Exhibit (a)(1)(F)
Offer to Exchange Each Outstanding Share of
Series C Preferred Stock
of
NOVASTAR FINANCIAL, INC.
For, at the Election of the Holder,
Common Stock Only
or
Common Stock and Cash
and
Solicitation of Consents Relating to the Recapitalization
Pursuant to the Prospectus dated May 3, 2011
Series C Preferred Stock
of
NOVASTAR FINANCIAL, INC.
For, at the Election of the Holder,
Common Stock Only
or
Common Stock and Cash
and
Solicitation of Consents Relating to the Recapitalization
Pursuant to the Prospectus dated May 3, 2011
The Series C Offer and withdrawal rights will expire at 5 p.m., Eastern Time, on June 23, 2011, unless extended (the “Expiration Date”). Tenders may be withdrawn prior to 5 p.m., Eastern Time, on the Expiration Date.
May 3, 2011
To Our Series C Holders:
Thank you for your support as we work toward completing the recapitalization of the outstanding shares of our 8.90% Series C Cumulative Redeemable Preferred Stock, par value $0.01 per share (the “Series C Preferred Stock”), and our 9.00% Series D1 Mandatory Convertible Preferred Stock, par value $0.01 per share (the “Series D Preferred Stock”).
Upon the terms and subject to the conditions set forth in the proxy statement/consent solicitation/prospectus, dated May 3, 2011 (the “Prospectus”), and the related letter of transmittal and the instructions thereto (the “Letter of Transmittal”), the Company is proposing to exchange, for each outstanding share of Series C Preferred Stock (the “Series C Offer”), at the election of the holder, either:
• | 3 shares of newly-issued common stock of the Company, par value $0.01 per share (the “Common Stock”), and $2.00 in cash; or | |
• | 19 shares of newly-issued Common Stock (collectively, the “Consideration Options”). |
The elections made by the holders of the Series C Preferred Stock (the “Series C Holders”) will be subject to allocation and proration procedures intended to ensure that, in the aggregate, 43,823,600 newly-issued shares of Common Stock and $1,623,000 in cash (plus such other cash that is needed to cash out fractional shares) will be issued to the Series C Holders. If you who wish to participate in the Series C Offer, you must tender all of your Series C Preferred Stock. You may not tender less than all of your Series C Preferred Stock.

### DATA PROVIDED

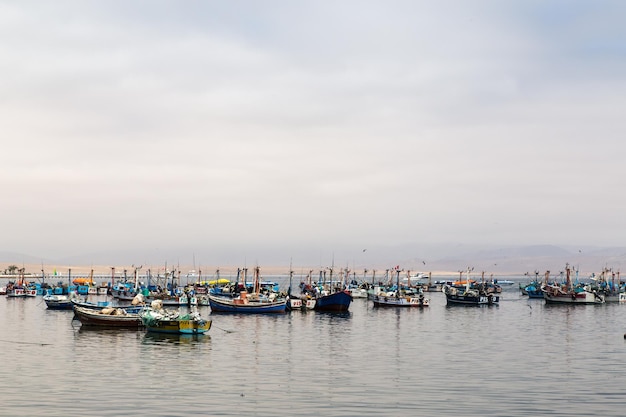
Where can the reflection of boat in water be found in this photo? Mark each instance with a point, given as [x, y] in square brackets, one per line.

### SET TASK
According to the exchange offer notice, when will the Series C Offer and withdrawal rights expire?

### REPLY TO THE TASK
They expire at 5 p.m., Eastern Time, on June 23, 2011, unless extended.